**Work to do:** Report how many lines of the material below contain the word "railing", giving only the number.

Image entries for named regions
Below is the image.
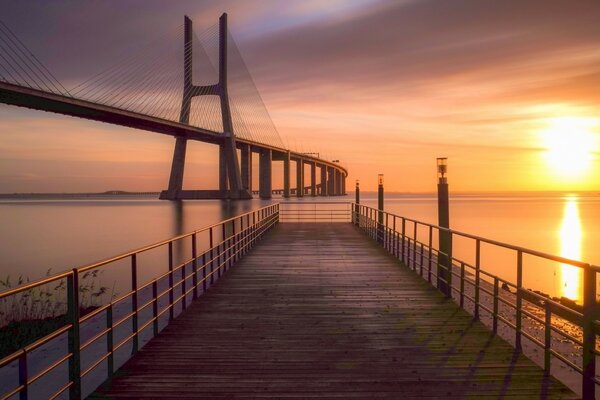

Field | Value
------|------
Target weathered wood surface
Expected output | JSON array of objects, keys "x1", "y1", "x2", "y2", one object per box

[{"x1": 94, "y1": 224, "x2": 577, "y2": 399}]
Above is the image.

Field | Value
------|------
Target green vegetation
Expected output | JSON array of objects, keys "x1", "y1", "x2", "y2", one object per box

[{"x1": 0, "y1": 269, "x2": 115, "y2": 358}]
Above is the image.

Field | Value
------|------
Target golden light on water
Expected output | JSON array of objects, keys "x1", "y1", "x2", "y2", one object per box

[
  {"x1": 560, "y1": 196, "x2": 583, "y2": 301},
  {"x1": 540, "y1": 117, "x2": 598, "y2": 180}
]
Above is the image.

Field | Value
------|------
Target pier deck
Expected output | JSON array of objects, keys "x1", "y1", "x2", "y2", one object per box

[{"x1": 93, "y1": 223, "x2": 578, "y2": 399}]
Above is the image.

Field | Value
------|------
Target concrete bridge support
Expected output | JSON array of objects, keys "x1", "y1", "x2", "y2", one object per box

[
  {"x1": 241, "y1": 144, "x2": 252, "y2": 191},
  {"x1": 296, "y1": 159, "x2": 304, "y2": 197},
  {"x1": 283, "y1": 151, "x2": 290, "y2": 199},
  {"x1": 160, "y1": 14, "x2": 252, "y2": 200},
  {"x1": 327, "y1": 167, "x2": 335, "y2": 196},
  {"x1": 310, "y1": 161, "x2": 317, "y2": 197},
  {"x1": 319, "y1": 165, "x2": 327, "y2": 196},
  {"x1": 258, "y1": 149, "x2": 273, "y2": 199},
  {"x1": 335, "y1": 170, "x2": 342, "y2": 196}
]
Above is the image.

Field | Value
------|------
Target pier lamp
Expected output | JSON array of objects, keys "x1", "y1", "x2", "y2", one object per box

[
  {"x1": 354, "y1": 179, "x2": 360, "y2": 225},
  {"x1": 436, "y1": 157, "x2": 452, "y2": 297},
  {"x1": 437, "y1": 157, "x2": 448, "y2": 183},
  {"x1": 377, "y1": 174, "x2": 383, "y2": 242}
]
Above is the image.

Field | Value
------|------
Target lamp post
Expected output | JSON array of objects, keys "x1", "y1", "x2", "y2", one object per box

[
  {"x1": 354, "y1": 179, "x2": 360, "y2": 225},
  {"x1": 377, "y1": 174, "x2": 383, "y2": 243},
  {"x1": 437, "y1": 157, "x2": 452, "y2": 297}
]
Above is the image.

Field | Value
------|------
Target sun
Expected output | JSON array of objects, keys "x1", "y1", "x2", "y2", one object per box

[{"x1": 541, "y1": 117, "x2": 597, "y2": 180}]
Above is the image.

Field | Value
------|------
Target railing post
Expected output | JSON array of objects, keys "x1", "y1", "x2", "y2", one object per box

[
  {"x1": 413, "y1": 222, "x2": 419, "y2": 271},
  {"x1": 152, "y1": 279, "x2": 158, "y2": 336},
  {"x1": 427, "y1": 225, "x2": 433, "y2": 283},
  {"x1": 169, "y1": 242, "x2": 175, "y2": 320},
  {"x1": 181, "y1": 241, "x2": 187, "y2": 311},
  {"x1": 492, "y1": 276, "x2": 500, "y2": 335},
  {"x1": 106, "y1": 303, "x2": 115, "y2": 378},
  {"x1": 19, "y1": 349, "x2": 29, "y2": 400},
  {"x1": 67, "y1": 268, "x2": 81, "y2": 400},
  {"x1": 473, "y1": 239, "x2": 481, "y2": 320},
  {"x1": 582, "y1": 265, "x2": 596, "y2": 399},
  {"x1": 401, "y1": 217, "x2": 408, "y2": 267},
  {"x1": 459, "y1": 262, "x2": 465, "y2": 308},
  {"x1": 192, "y1": 233, "x2": 198, "y2": 300},
  {"x1": 131, "y1": 254, "x2": 139, "y2": 355},
  {"x1": 230, "y1": 219, "x2": 239, "y2": 264},
  {"x1": 544, "y1": 300, "x2": 552, "y2": 373},
  {"x1": 208, "y1": 226, "x2": 215, "y2": 285},
  {"x1": 217, "y1": 224, "x2": 228, "y2": 278},
  {"x1": 515, "y1": 250, "x2": 523, "y2": 351},
  {"x1": 392, "y1": 215, "x2": 398, "y2": 258}
]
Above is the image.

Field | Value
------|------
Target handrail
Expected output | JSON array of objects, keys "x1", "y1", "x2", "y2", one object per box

[
  {"x1": 0, "y1": 204, "x2": 279, "y2": 399},
  {"x1": 351, "y1": 203, "x2": 600, "y2": 399}
]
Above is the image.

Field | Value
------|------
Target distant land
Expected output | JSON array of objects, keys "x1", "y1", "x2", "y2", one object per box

[
  {"x1": 0, "y1": 190, "x2": 160, "y2": 200},
  {"x1": 0, "y1": 190, "x2": 600, "y2": 200}
]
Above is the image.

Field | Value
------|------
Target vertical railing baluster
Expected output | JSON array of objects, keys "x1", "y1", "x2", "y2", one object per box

[
  {"x1": 492, "y1": 276, "x2": 500, "y2": 335},
  {"x1": 192, "y1": 232, "x2": 198, "y2": 300},
  {"x1": 152, "y1": 279, "x2": 158, "y2": 336},
  {"x1": 459, "y1": 262, "x2": 465, "y2": 308},
  {"x1": 180, "y1": 243, "x2": 187, "y2": 312},
  {"x1": 106, "y1": 299, "x2": 115, "y2": 378},
  {"x1": 217, "y1": 223, "x2": 227, "y2": 278},
  {"x1": 383, "y1": 213, "x2": 390, "y2": 251},
  {"x1": 208, "y1": 226, "x2": 215, "y2": 285},
  {"x1": 473, "y1": 239, "x2": 481, "y2": 320},
  {"x1": 67, "y1": 268, "x2": 81, "y2": 400},
  {"x1": 515, "y1": 250, "x2": 523, "y2": 351},
  {"x1": 544, "y1": 300, "x2": 552, "y2": 373},
  {"x1": 169, "y1": 242, "x2": 175, "y2": 321},
  {"x1": 401, "y1": 217, "x2": 408, "y2": 266},
  {"x1": 582, "y1": 265, "x2": 597, "y2": 399},
  {"x1": 413, "y1": 222, "x2": 418, "y2": 271},
  {"x1": 19, "y1": 349, "x2": 29, "y2": 400},
  {"x1": 231, "y1": 219, "x2": 238, "y2": 264},
  {"x1": 131, "y1": 254, "x2": 139, "y2": 355},
  {"x1": 392, "y1": 215, "x2": 398, "y2": 258},
  {"x1": 427, "y1": 225, "x2": 433, "y2": 283},
  {"x1": 419, "y1": 242, "x2": 423, "y2": 278}
]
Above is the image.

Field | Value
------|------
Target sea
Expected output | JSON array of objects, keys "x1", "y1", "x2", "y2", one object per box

[{"x1": 0, "y1": 192, "x2": 600, "y2": 302}]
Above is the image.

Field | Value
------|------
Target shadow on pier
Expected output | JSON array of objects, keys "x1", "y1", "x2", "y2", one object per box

[{"x1": 92, "y1": 223, "x2": 578, "y2": 399}]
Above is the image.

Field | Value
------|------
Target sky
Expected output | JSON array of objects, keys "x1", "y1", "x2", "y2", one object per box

**Task result:** 2